ИСХОДНЫЙ ТЕКСТ:
☆ ☆ ☆ ☆ ☆ ☆ ☆
Есть ли изъян в рассуждении, что поскольку забота о детях и их воспитание принципиально отличаются по своему характеру от производства автомобилей и отверток или что ведение домашнего хозяйства отличается по своим общественным отношениям и выгодам от работы на заводе, то домашний труд нельзя считать работой, требующей вознаграждения и выполняемой под эгидой институтов соучастной экономики?

Если мы считаем невозможным преобразование самих половых/гендерных отношений, то тогда проблема существует, да. Если нормы и структуры домохозяйств и жилых единиц в высокой степени сексистские, и если соучастная экономика не включает в себя домашний труд и не подчиняет его своим нормам, то может оказаться, что домашний труд выполняется в подавляющем большинстве женщинами, что в результате, сокращает их досуг или время на другие занятия по сравнению с мужчинами.
☆ ☆ ☆ ☆ ☆ ☆ ☆
(Строки из набора данных)
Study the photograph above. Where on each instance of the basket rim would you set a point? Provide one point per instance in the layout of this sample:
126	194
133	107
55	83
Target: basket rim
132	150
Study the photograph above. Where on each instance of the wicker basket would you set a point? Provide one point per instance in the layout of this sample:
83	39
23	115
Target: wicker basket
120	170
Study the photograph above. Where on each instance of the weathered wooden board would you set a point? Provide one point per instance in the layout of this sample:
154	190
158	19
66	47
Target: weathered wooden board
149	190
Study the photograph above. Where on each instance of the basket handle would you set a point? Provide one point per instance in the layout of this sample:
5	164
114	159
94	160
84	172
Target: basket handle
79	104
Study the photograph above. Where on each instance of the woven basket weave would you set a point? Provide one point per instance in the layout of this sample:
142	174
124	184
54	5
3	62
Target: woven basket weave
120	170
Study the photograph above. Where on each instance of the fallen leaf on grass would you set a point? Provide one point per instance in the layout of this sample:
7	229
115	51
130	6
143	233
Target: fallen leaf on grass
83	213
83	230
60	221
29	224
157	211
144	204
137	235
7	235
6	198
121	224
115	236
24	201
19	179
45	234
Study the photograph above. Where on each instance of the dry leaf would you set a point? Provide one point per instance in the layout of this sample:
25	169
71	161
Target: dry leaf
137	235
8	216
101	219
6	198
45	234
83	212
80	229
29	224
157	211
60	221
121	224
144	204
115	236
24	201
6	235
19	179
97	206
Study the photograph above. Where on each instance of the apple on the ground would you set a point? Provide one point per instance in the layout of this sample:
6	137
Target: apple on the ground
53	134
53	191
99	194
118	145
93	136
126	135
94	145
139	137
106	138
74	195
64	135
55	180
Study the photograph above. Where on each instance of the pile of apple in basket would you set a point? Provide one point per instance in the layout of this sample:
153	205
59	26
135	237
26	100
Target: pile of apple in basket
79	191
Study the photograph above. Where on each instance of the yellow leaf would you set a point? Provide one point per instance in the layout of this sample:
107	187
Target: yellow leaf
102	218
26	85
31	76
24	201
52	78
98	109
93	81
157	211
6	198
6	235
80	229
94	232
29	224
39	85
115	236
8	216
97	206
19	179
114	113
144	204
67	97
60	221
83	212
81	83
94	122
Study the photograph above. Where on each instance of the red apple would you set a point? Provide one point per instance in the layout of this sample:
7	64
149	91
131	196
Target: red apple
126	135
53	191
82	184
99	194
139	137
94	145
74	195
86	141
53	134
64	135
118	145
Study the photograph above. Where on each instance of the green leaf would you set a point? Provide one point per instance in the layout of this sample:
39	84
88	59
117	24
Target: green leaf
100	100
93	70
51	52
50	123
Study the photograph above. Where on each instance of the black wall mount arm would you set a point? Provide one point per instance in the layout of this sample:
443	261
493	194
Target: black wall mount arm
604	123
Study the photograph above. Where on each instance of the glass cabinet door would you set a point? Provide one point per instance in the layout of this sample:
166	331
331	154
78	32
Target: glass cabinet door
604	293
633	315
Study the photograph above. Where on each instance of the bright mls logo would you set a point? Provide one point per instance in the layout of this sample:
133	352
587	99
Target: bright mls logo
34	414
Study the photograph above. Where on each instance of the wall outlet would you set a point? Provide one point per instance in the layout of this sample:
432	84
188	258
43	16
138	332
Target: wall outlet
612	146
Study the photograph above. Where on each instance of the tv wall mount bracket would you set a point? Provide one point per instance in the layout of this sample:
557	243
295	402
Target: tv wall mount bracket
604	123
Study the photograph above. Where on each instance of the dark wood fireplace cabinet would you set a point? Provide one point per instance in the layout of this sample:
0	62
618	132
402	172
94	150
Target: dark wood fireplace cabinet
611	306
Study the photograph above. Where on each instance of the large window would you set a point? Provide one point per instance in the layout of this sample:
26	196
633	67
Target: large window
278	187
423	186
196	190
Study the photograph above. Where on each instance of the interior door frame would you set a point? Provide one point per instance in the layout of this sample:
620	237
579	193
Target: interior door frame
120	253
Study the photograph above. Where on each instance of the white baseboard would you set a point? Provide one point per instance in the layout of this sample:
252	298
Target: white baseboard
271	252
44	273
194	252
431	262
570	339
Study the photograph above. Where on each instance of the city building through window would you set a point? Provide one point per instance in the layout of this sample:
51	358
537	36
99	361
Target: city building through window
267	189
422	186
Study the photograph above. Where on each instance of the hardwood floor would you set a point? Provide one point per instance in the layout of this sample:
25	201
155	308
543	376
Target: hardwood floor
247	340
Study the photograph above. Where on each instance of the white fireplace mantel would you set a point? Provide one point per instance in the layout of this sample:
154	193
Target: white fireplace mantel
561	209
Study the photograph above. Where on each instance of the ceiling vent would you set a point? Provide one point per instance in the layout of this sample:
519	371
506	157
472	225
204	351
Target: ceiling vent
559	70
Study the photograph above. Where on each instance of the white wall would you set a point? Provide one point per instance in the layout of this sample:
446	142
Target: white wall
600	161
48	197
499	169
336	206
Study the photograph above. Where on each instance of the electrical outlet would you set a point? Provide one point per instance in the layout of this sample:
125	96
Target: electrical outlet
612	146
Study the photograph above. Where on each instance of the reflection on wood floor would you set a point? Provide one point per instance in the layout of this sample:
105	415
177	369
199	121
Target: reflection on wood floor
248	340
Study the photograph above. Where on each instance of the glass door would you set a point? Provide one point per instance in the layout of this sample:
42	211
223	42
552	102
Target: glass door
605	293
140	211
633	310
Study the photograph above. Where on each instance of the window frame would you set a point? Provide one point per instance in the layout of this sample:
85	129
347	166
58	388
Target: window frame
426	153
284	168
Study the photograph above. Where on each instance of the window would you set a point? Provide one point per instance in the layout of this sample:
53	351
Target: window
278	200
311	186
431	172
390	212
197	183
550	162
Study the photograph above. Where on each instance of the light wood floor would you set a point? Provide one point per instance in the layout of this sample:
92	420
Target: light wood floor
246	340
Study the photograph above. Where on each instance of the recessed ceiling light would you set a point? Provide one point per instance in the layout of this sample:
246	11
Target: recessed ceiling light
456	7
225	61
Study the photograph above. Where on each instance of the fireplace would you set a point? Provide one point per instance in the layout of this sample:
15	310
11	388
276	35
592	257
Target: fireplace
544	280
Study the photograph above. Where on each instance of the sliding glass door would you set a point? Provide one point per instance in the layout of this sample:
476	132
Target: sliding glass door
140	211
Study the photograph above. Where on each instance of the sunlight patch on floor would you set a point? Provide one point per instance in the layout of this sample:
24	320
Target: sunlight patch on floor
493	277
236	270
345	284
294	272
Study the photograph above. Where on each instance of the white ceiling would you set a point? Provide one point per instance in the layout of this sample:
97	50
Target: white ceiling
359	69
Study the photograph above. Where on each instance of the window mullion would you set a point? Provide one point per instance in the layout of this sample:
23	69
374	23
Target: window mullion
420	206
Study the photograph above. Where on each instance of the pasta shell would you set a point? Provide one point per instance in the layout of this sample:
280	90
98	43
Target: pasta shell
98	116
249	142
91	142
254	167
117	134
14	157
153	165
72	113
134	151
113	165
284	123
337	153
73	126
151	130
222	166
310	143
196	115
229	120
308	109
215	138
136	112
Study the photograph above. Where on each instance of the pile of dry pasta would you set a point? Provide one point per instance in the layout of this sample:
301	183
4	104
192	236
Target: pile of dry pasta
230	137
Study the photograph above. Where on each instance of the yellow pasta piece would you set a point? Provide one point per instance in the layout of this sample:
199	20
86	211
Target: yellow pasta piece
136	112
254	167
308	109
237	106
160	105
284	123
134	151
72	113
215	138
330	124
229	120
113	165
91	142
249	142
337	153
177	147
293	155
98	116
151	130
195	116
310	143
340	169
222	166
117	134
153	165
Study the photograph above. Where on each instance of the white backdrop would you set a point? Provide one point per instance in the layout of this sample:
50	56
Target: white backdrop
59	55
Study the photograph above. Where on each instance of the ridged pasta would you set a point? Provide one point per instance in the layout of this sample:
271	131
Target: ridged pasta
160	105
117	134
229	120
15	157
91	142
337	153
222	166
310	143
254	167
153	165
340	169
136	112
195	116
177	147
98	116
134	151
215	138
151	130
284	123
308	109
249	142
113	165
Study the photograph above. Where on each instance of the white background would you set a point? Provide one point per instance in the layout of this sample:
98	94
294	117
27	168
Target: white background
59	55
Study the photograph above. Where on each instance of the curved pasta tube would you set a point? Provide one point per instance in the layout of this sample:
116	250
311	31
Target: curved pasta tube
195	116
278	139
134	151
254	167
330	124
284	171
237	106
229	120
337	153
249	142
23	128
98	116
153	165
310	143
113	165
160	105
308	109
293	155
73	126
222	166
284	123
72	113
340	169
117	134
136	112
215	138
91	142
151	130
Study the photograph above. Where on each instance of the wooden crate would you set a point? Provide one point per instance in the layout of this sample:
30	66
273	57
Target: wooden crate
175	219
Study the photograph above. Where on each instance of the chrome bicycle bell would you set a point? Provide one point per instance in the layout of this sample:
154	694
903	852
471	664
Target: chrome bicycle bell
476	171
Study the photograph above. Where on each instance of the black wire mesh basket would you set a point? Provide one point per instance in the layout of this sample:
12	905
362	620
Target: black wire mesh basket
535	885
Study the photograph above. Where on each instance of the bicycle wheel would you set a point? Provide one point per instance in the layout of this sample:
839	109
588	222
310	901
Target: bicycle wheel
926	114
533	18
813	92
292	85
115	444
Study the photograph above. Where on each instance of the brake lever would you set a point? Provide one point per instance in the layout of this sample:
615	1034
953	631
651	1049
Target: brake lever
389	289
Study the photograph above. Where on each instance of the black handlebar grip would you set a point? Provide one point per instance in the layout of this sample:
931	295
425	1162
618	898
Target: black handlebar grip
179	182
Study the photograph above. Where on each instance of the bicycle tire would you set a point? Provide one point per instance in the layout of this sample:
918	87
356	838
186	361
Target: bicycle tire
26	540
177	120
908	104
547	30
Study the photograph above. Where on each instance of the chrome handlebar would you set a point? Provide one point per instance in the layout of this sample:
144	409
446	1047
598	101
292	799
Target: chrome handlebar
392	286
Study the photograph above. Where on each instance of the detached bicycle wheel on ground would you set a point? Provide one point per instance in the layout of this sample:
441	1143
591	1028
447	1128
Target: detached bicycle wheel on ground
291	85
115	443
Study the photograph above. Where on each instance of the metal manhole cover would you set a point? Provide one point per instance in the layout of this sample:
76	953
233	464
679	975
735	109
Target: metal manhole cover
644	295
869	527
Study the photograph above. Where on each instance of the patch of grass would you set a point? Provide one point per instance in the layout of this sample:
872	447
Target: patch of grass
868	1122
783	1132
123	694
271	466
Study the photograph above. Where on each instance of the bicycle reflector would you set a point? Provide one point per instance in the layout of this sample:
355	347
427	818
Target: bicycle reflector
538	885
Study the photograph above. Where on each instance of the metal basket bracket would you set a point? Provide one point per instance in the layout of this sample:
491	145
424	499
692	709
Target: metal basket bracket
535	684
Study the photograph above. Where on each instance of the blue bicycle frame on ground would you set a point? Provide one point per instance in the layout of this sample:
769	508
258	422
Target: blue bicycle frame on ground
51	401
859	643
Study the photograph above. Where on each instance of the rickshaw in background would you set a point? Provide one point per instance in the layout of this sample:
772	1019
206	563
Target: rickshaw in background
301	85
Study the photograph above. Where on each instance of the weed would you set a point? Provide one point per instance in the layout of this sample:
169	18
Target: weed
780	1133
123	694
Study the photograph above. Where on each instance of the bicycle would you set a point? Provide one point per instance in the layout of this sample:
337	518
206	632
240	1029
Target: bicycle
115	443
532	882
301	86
☆ ☆ ☆ ☆ ☆ ☆ ☆
ЗАДАНИЕ 1:
Пожалуйста, определите, соответствуют ли тексту о домашнем труде утверждения (а), (б) и (в). На каждое ответьте «да» или «нет» и дословно приведите решающие слова текста.
(а) Текст утверждает, что в соучастной экономике домашний труд обязательно выполняют женщины.
(б) Производство автомобилей и отверток приводится как пример работы, отличной по характеру от заботы о детях.
(в) Проблема существует, если считать невозможным преобразование половых/гендерных отношений.
ЗАДАНИЕ 2: Сколько строк данных содержат слово «piece»? Ответьте только числом.
Текст и строки никак не связаны между собой.

РЕШЕНИЕ ЗАДАНИЯ 1:
(а) Нет: «то может оказаться, что домашний труд выполняется в подавляющем большинстве женщинами».
(б) Да: «забота о детях и их воспитание принципиально отличаются по своему характеру от производства автомобилей и отверток».
(в) Да: «Если мы считаем невозможным преобразование самих половых/гендерных отношений, то тогда проблема существует, да».

РЕШЕНИЕ ЗАДАНИЯ 2: 2